Your task = Copy the data. Keep every character as given.

Study material =
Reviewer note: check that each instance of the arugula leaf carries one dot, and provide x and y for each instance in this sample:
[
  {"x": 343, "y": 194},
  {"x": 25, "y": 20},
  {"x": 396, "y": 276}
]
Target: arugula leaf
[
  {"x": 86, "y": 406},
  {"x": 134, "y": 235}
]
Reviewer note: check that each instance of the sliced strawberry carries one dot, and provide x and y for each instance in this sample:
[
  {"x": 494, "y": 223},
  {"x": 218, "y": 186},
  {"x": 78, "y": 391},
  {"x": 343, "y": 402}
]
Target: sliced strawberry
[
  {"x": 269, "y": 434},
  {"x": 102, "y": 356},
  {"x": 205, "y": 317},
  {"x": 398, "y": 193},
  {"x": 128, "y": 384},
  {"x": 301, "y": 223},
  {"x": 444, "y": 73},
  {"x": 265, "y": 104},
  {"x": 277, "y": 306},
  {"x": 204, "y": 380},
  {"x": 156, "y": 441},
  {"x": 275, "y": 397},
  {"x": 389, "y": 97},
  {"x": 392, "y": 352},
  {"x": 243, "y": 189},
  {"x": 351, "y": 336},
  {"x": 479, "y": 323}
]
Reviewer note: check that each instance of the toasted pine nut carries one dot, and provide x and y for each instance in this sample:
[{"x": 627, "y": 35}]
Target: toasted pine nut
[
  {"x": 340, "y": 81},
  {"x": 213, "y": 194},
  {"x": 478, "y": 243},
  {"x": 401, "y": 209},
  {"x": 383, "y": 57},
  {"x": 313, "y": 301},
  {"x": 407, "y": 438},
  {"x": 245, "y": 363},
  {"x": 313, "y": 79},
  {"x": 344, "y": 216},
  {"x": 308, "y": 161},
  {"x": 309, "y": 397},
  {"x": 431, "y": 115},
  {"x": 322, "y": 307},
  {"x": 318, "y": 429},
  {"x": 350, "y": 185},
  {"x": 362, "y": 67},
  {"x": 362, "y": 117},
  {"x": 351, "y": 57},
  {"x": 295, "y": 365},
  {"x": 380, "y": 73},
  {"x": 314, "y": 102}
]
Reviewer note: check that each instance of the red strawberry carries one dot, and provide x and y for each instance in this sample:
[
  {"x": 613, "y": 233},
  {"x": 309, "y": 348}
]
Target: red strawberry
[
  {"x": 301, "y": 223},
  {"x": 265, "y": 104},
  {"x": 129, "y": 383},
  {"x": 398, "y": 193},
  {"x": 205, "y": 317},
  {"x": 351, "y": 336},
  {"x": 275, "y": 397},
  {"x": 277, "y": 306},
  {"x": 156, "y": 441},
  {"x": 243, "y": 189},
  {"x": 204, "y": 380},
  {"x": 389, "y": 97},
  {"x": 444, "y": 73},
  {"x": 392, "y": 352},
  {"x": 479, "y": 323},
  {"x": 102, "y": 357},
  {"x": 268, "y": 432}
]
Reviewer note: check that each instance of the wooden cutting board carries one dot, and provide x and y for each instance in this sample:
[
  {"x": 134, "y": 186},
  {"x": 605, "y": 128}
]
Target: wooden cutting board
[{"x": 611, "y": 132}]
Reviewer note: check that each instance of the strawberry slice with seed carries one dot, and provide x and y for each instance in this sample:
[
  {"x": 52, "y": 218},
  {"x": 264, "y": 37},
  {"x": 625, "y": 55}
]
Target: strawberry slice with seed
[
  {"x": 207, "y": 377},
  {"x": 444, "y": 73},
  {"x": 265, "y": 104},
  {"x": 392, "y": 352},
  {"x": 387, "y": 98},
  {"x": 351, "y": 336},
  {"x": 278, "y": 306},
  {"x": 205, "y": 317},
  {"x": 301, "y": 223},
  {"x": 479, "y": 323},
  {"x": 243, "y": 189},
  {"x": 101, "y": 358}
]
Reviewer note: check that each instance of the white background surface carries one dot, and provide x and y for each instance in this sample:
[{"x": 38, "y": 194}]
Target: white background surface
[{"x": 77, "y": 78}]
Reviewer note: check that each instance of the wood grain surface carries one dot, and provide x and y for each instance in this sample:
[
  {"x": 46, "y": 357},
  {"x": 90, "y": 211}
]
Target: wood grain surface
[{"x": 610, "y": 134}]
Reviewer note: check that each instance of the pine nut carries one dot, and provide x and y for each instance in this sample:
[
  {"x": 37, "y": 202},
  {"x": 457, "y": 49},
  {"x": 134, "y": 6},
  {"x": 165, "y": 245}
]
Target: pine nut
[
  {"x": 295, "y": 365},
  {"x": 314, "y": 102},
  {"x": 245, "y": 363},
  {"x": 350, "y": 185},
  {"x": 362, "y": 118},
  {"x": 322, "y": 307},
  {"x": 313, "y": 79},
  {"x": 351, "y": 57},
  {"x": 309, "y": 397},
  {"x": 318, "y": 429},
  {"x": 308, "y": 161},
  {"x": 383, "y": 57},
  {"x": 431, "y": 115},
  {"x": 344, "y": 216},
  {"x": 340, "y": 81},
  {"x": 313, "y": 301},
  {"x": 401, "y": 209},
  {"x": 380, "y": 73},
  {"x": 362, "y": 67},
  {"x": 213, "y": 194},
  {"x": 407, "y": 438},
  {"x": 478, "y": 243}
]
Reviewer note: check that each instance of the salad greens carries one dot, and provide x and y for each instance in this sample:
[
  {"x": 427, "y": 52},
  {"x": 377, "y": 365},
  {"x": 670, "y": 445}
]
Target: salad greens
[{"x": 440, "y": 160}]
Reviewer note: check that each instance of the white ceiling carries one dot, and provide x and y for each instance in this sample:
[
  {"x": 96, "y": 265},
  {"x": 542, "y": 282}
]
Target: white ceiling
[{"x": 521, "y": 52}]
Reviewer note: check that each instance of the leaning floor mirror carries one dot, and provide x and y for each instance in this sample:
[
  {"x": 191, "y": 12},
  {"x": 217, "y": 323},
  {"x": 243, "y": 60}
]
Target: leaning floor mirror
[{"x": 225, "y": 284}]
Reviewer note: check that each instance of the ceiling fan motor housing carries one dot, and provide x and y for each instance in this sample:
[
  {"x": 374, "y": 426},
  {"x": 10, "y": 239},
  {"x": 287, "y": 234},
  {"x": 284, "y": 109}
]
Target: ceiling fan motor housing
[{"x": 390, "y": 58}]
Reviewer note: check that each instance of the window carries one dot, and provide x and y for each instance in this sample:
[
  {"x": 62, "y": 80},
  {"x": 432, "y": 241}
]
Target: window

Response to the exercise =
Reviewer note: check that each instance of the arugula leaf carries one dot, and provide x and y for each instance in this sample:
[
  {"x": 343, "y": 194},
  {"x": 25, "y": 20},
  {"x": 396, "y": 276}
]
Target: arugula leaf
[
  {"x": 86, "y": 406},
  {"x": 134, "y": 235}
]
Reviewer note: check that each instance of the sliced strawberry carries one dot, and provide x and y for each instance in this sample:
[
  {"x": 494, "y": 223},
  {"x": 218, "y": 186},
  {"x": 78, "y": 391},
  {"x": 343, "y": 402}
]
Target: sliced strawberry
[
  {"x": 269, "y": 434},
  {"x": 102, "y": 356},
  {"x": 205, "y": 317},
  {"x": 398, "y": 193},
  {"x": 128, "y": 384},
  {"x": 301, "y": 223},
  {"x": 444, "y": 73},
  {"x": 265, "y": 104},
  {"x": 277, "y": 306},
  {"x": 204, "y": 380},
  {"x": 156, "y": 441},
  {"x": 275, "y": 397},
  {"x": 389, "y": 97},
  {"x": 392, "y": 352},
  {"x": 243, "y": 189},
  {"x": 351, "y": 336},
  {"x": 479, "y": 323}
]
Reviewer note: check that each instance of the toasted pine nut carries one dot, and provide x and y for each instance in this sample:
[{"x": 627, "y": 35}]
Target: toasted pine nut
[
  {"x": 340, "y": 81},
  {"x": 213, "y": 194},
  {"x": 478, "y": 243},
  {"x": 401, "y": 209},
  {"x": 383, "y": 57},
  {"x": 313, "y": 301},
  {"x": 407, "y": 438},
  {"x": 245, "y": 363},
  {"x": 313, "y": 79},
  {"x": 344, "y": 216},
  {"x": 308, "y": 161},
  {"x": 309, "y": 397},
  {"x": 431, "y": 115},
  {"x": 322, "y": 307},
  {"x": 318, "y": 429},
  {"x": 350, "y": 185},
  {"x": 362, "y": 67},
  {"x": 362, "y": 117},
  {"x": 351, "y": 57},
  {"x": 295, "y": 365},
  {"x": 380, "y": 73},
  {"x": 314, "y": 102}
]
Reviewer note: check that each instance of the red strawberry carries one dot, and provide x and y for each instance in this sample:
[
  {"x": 613, "y": 233},
  {"x": 309, "y": 348}
]
Target: red strawberry
[
  {"x": 301, "y": 223},
  {"x": 265, "y": 104},
  {"x": 129, "y": 383},
  {"x": 398, "y": 193},
  {"x": 205, "y": 317},
  {"x": 351, "y": 336},
  {"x": 275, "y": 397},
  {"x": 277, "y": 306},
  {"x": 156, "y": 441},
  {"x": 243, "y": 189},
  {"x": 204, "y": 380},
  {"x": 389, "y": 97},
  {"x": 444, "y": 73},
  {"x": 392, "y": 352},
  {"x": 479, "y": 323},
  {"x": 102, "y": 357},
  {"x": 268, "y": 432}
]
Reviewer note: check that each instance of the wooden cutting board carries one dot, and provide x and y for each instance in this sample:
[
  {"x": 134, "y": 186},
  {"x": 605, "y": 128}
]
Target: wooden cutting board
[{"x": 611, "y": 132}]
Reviewer note: check that each instance of the strawberry slice with seed carries one dot, and provide x and y for each instance in this sample:
[
  {"x": 52, "y": 218},
  {"x": 264, "y": 37},
  {"x": 625, "y": 55}
]
Target: strawberry slice with seed
[
  {"x": 207, "y": 377},
  {"x": 444, "y": 73},
  {"x": 265, "y": 104},
  {"x": 392, "y": 352},
  {"x": 387, "y": 98},
  {"x": 351, "y": 336},
  {"x": 278, "y": 306},
  {"x": 205, "y": 317},
  {"x": 301, "y": 223},
  {"x": 479, "y": 323},
  {"x": 243, "y": 189},
  {"x": 101, "y": 358}
]
Reviewer note: check that each instance of the white background surface carries one dot, and provide x and y for each instance in this sample:
[{"x": 38, "y": 194}]
Target: white background surface
[{"x": 77, "y": 78}]
Reviewer note: check that each instance of the wood grain surface carries one dot, and provide x and y for each instance in this sample:
[
  {"x": 46, "y": 357},
  {"x": 90, "y": 211}
]
Target: wood grain surface
[{"x": 610, "y": 134}]
Reviewer note: check that each instance of the pine nut carries one dot, and provide x and y for each instance in this sample:
[
  {"x": 37, "y": 202},
  {"x": 457, "y": 49},
  {"x": 134, "y": 6},
  {"x": 165, "y": 245}
]
Target: pine nut
[
  {"x": 295, "y": 365},
  {"x": 314, "y": 102},
  {"x": 245, "y": 363},
  {"x": 350, "y": 185},
  {"x": 362, "y": 118},
  {"x": 322, "y": 307},
  {"x": 313, "y": 79},
  {"x": 351, "y": 57},
  {"x": 309, "y": 397},
  {"x": 318, "y": 429},
  {"x": 308, "y": 161},
  {"x": 383, "y": 57},
  {"x": 431, "y": 115},
  {"x": 344, "y": 216},
  {"x": 340, "y": 81},
  {"x": 313, "y": 301},
  {"x": 401, "y": 209},
  {"x": 380, "y": 73},
  {"x": 362, "y": 67},
  {"x": 213, "y": 194},
  {"x": 407, "y": 438},
  {"x": 478, "y": 243}
]
Reviewer note: check that each instance of the salad greens carries one dot, and provide x and y for each instance in this sample:
[
  {"x": 427, "y": 52},
  {"x": 377, "y": 365},
  {"x": 670, "y": 445}
]
Target: salad greens
[{"x": 440, "y": 160}]
Reviewer note: check that each instance of the white ceiling carries one dot, and provide x and y for each instance in this sample:
[
  {"x": 96, "y": 265},
  {"x": 542, "y": 282}
]
Target: white ceiling
[{"x": 521, "y": 52}]
Reviewer note: check that each instance of the leaning floor mirror carries one dot, and provide x and y for each instance in this sample:
[
  {"x": 191, "y": 12},
  {"x": 217, "y": 323},
  {"x": 243, "y": 60}
]
Target: leaning floor mirror
[{"x": 225, "y": 284}]
Reviewer note: check that each instance of the ceiling fan motor housing carries one dot, and provide x and y for each instance in this sample:
[
  {"x": 374, "y": 426},
  {"x": 10, "y": 239},
  {"x": 287, "y": 234},
  {"x": 284, "y": 109}
]
Target: ceiling fan motor housing
[{"x": 390, "y": 58}]
Reviewer note: check that each instance of the window carries one dot, and provide x and y for each instance in this sample:
[
  {"x": 62, "y": 80},
  {"x": 432, "y": 241}
]
Target: window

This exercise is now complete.